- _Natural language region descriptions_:
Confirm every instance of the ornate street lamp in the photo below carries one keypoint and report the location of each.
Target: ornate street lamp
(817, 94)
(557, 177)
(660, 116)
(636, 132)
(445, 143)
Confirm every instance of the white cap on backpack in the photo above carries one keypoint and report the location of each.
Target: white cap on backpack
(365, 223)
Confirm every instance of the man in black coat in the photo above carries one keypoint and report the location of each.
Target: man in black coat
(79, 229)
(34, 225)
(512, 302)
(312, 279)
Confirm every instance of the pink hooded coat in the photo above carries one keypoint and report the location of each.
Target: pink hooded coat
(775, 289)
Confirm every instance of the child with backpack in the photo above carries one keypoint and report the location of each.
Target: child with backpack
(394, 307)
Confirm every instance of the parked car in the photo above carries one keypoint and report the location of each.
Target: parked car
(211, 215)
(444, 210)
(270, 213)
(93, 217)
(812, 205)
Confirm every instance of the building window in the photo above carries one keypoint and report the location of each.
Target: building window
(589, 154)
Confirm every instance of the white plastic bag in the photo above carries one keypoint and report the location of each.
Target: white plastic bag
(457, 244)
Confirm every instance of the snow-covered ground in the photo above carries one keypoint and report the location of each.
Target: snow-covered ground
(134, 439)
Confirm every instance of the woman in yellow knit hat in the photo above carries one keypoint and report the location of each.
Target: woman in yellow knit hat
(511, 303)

--

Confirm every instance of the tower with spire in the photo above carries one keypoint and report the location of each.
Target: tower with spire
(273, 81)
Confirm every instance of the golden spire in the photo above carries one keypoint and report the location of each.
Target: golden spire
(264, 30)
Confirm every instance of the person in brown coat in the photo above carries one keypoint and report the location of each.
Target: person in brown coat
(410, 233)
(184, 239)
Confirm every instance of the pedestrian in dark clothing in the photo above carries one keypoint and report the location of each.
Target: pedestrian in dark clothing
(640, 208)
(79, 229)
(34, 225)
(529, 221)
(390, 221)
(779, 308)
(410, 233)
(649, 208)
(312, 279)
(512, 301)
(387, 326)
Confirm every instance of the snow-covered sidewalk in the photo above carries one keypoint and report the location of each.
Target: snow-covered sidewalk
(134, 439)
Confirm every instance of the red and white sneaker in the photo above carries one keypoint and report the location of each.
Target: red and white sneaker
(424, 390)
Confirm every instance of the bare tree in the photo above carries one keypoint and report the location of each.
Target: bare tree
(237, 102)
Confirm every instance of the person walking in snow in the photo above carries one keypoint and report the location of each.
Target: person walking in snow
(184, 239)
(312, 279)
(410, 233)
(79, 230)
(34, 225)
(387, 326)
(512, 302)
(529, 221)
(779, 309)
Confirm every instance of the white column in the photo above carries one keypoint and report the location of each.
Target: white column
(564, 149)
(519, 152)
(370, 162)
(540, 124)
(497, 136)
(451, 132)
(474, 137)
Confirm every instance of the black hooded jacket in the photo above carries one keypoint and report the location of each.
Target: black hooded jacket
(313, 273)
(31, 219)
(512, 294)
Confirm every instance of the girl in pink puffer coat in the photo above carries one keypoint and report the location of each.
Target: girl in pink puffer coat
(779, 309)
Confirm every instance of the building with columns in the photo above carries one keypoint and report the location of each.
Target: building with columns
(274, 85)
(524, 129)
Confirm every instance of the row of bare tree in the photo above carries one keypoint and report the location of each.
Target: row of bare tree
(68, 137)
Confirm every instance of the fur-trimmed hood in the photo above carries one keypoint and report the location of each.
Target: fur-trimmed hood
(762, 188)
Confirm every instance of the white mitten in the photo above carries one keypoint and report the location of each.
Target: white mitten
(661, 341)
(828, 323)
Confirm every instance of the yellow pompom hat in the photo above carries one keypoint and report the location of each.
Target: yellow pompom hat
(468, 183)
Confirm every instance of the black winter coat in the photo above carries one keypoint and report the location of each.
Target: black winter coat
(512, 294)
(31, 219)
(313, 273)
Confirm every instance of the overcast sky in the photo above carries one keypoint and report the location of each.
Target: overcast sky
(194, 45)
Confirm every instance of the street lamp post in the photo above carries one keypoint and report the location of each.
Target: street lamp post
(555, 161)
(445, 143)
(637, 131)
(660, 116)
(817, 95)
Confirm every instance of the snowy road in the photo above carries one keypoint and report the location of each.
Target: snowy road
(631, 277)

- _EXERCISE DESCRIPTION_: Above are the records; print exactly the lines from the line with "Confirm every instance of the ornate" to the line with "Confirm every instance of the man", including both, and nothing else.

- _SOLUTION FOR THIS EXERCISE_:
Confirm every instance of the ornate street lamp in the photo below carries one keypoint and report the location of each.
Target: ornate street lamp
(817, 94)
(557, 177)
(660, 116)
(636, 132)
(445, 143)
Confirm every instance of the white cap on backpack in the photo above carries one keypoint and report the location of each.
Target: white cap on backpack
(365, 223)
Confirm every instance of the man in black coat in the photo above carries one keypoint and report the location of each.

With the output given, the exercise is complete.